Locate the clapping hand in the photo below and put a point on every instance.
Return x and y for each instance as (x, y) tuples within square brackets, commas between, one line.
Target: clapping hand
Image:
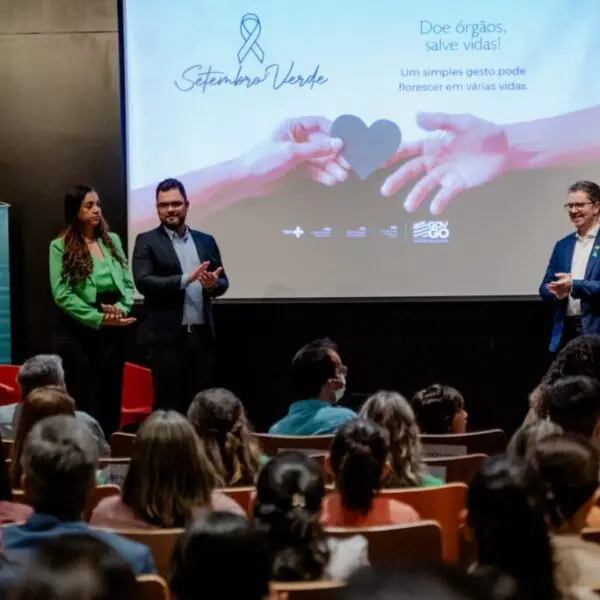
[(561, 288), (208, 279), (113, 319)]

#### [Task statement]
From the material above, reproduce everything verbatim except the pictures.

#### [Result of the exercise]
Locate the clapping hand in the photo below and put a point on every instance.
Return x and y for each instance as (x, y) tuples within square brackets, commas between, one line.
Target: clapping hand
Image:
[(561, 288), (208, 279), (113, 319)]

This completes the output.